Short task:
Update the data from the line containing "At your earliest convenience, please find the balcony" down through the line containing "[302,30,332,66]", replacing "balcony" with "terrace" and leaving everything else unchanged. Reproduce only those lines.

>> begin Material for this task

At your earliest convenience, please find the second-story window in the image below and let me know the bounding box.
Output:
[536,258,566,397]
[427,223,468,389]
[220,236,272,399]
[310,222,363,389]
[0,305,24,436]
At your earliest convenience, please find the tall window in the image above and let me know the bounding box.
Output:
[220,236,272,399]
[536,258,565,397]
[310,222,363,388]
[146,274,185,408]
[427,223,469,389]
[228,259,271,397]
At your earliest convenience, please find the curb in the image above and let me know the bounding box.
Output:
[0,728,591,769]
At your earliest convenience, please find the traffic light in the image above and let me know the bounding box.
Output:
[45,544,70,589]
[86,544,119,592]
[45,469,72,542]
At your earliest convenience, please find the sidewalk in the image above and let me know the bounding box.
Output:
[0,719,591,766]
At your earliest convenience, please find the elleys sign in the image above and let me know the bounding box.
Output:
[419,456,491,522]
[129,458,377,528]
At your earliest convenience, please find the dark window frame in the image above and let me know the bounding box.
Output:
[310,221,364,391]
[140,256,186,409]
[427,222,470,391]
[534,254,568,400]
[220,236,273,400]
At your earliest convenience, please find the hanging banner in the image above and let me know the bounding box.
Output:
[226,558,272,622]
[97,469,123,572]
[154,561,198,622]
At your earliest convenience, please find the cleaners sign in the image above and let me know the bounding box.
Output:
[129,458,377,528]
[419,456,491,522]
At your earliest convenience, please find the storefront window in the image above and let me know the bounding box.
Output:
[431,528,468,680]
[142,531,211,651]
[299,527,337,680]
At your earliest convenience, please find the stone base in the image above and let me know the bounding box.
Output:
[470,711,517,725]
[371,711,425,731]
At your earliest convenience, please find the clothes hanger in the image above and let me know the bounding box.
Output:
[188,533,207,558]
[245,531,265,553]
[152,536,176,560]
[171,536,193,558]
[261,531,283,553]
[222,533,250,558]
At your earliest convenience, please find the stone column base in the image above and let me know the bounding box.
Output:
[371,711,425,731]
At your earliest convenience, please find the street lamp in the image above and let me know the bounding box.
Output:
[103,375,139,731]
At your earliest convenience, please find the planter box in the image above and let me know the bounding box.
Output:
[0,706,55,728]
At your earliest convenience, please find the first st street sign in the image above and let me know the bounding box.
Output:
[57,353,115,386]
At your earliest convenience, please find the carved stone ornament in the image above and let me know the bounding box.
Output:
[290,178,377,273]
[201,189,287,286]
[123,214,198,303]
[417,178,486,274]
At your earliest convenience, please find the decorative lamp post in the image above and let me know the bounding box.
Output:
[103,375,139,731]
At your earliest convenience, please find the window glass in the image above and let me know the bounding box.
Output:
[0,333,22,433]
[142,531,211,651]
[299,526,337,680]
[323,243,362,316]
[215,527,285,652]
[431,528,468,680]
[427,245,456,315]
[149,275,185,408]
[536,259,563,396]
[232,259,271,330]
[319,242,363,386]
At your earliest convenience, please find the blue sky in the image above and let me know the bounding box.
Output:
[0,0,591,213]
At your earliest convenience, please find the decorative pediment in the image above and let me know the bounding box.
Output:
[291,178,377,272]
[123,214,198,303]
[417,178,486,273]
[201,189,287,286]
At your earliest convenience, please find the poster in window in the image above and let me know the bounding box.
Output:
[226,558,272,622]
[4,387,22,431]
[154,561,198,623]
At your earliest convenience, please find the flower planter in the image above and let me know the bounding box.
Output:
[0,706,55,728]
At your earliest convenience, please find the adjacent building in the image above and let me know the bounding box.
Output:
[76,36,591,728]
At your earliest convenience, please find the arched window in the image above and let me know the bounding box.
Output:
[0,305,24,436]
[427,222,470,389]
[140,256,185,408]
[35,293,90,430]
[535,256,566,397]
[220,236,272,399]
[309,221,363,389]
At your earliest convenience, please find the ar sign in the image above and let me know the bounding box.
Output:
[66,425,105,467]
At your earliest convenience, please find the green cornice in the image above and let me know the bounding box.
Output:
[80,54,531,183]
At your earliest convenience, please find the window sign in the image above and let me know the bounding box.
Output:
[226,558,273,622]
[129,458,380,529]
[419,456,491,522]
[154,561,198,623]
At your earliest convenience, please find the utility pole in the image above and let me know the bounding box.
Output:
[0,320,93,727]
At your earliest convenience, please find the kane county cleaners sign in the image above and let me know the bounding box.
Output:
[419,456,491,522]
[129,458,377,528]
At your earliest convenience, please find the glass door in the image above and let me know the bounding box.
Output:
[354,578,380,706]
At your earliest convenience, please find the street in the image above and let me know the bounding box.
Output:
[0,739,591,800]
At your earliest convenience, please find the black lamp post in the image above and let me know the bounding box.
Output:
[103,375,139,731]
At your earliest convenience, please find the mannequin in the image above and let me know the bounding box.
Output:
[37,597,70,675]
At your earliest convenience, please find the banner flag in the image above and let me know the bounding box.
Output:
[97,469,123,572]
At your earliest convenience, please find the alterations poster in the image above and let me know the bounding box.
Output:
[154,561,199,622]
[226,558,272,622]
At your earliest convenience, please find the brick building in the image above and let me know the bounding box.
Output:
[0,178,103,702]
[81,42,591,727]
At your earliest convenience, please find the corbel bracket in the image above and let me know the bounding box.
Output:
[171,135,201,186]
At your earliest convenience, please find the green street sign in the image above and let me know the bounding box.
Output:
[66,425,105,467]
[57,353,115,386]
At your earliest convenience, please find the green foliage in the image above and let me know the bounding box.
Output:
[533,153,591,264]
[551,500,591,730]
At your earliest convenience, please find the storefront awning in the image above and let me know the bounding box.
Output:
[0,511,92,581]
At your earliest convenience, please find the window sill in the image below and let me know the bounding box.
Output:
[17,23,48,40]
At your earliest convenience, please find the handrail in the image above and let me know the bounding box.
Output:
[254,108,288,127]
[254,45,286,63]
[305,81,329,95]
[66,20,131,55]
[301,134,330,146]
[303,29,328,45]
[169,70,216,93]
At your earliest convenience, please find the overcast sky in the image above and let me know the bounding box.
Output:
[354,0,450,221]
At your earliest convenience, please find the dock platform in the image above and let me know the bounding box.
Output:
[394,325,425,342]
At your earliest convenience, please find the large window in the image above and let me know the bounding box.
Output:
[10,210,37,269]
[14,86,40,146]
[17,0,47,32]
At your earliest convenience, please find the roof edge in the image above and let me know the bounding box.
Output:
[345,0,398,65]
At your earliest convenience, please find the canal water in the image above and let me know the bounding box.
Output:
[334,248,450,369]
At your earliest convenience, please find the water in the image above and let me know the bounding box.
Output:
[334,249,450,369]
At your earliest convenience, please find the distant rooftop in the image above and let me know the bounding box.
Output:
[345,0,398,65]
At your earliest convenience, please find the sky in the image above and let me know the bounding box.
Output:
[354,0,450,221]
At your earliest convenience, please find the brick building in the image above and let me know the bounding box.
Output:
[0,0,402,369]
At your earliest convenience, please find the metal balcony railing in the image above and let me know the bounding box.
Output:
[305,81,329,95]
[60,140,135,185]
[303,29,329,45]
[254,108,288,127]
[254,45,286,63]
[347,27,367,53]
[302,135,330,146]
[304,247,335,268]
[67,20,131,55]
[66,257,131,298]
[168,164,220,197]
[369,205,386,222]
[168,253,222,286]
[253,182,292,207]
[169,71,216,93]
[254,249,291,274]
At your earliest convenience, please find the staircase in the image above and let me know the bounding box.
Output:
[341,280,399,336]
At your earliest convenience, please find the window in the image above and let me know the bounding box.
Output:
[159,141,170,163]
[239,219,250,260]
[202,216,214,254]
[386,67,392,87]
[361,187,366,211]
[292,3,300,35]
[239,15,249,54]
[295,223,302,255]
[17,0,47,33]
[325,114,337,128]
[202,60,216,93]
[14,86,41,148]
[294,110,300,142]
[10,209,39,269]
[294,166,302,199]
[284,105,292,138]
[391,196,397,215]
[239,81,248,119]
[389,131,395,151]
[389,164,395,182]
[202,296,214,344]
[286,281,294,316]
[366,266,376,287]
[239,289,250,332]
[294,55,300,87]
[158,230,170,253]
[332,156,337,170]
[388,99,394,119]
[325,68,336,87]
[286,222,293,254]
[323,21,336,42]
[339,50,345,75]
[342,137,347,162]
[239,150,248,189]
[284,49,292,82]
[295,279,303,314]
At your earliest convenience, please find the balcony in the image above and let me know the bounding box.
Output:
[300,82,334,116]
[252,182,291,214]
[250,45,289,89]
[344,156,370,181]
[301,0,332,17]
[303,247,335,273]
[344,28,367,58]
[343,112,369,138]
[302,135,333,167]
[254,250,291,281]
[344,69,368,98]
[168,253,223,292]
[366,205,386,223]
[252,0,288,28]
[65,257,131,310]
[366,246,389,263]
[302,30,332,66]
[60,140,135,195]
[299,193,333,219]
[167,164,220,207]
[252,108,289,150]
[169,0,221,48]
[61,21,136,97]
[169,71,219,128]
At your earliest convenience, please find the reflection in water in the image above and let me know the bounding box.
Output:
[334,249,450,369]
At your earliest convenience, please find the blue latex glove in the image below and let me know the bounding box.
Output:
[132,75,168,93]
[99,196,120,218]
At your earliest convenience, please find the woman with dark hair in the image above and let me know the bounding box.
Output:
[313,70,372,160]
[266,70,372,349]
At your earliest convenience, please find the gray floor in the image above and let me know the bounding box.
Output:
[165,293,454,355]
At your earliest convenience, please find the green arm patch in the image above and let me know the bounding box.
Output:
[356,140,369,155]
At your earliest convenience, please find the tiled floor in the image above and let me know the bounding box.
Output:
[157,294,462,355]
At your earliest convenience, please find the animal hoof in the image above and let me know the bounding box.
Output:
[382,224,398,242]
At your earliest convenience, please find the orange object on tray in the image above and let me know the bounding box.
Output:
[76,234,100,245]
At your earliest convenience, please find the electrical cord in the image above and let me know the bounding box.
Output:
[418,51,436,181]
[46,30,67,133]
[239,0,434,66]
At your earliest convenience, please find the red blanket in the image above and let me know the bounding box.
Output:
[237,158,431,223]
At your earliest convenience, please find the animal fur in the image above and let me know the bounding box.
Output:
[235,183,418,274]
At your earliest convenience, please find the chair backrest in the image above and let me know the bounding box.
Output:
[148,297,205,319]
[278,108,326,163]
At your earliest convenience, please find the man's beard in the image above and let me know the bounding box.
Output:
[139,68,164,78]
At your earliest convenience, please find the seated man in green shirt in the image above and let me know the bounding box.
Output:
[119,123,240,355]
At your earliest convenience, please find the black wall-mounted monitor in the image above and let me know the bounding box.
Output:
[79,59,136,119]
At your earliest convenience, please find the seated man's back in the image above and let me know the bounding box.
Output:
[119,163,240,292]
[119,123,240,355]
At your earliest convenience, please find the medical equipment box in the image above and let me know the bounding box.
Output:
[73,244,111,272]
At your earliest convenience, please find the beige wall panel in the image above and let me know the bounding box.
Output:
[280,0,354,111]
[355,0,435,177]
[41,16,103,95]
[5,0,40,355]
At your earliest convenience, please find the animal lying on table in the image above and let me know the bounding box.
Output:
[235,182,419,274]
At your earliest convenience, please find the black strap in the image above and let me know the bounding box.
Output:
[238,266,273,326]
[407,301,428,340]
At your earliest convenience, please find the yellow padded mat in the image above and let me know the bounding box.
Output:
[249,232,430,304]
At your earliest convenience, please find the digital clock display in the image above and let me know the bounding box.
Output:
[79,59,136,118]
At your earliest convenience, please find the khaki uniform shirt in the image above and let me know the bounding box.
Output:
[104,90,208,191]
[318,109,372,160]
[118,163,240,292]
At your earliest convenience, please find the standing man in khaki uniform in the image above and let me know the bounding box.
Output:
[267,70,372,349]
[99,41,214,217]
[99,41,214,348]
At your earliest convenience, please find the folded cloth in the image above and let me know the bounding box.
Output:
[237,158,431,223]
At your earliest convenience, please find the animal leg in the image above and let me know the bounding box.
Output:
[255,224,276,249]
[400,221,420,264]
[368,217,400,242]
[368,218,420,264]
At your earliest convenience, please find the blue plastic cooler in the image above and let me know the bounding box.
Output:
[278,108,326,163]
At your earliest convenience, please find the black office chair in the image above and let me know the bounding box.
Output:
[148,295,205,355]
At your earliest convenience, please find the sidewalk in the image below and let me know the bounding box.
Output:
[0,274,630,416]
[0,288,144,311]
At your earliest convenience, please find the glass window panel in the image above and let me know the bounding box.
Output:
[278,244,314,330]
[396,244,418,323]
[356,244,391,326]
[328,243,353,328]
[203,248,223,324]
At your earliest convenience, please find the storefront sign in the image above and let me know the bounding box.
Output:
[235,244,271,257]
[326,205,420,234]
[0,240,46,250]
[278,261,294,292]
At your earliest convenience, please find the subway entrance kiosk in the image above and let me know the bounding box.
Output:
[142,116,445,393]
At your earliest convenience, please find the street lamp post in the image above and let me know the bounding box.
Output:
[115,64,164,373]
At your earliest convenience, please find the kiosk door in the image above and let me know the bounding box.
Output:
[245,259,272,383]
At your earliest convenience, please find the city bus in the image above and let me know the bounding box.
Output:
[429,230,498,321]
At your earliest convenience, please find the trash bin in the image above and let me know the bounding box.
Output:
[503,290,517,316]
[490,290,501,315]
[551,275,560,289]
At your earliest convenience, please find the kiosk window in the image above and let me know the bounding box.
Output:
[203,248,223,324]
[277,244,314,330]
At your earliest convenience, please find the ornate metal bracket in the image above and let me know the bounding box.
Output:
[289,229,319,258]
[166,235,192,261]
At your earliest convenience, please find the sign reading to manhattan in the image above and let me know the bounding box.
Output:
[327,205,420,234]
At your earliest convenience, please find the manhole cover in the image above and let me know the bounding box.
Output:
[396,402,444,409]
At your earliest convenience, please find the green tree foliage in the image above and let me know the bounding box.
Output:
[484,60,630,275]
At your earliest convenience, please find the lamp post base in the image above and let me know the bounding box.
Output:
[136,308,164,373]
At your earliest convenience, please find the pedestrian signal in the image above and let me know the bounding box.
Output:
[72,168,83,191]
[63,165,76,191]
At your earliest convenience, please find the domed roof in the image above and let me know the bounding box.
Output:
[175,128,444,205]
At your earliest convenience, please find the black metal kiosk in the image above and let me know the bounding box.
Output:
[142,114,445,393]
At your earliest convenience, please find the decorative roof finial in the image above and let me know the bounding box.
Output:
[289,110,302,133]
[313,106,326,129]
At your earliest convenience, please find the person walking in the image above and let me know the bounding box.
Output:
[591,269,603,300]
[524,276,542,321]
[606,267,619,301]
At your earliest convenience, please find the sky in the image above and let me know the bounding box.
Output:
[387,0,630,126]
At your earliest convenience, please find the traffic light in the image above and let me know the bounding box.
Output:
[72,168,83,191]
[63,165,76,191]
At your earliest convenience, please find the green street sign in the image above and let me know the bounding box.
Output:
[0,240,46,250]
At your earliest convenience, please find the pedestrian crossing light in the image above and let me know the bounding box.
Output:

>> end Material for this task

Solution to this task:
At your earliest convenience, please find the terrace in the image above and let me know the bounding box.
Output:
[300,82,334,116]
[252,182,291,214]
[250,45,289,89]
[344,156,370,181]
[301,0,332,17]
[303,247,335,273]
[344,28,367,58]
[343,112,369,138]
[302,135,333,167]
[254,250,291,281]
[344,69,368,98]
[168,253,223,292]
[366,205,386,223]
[252,0,288,28]
[65,257,131,310]
[366,246,389,263]
[302,30,332,66]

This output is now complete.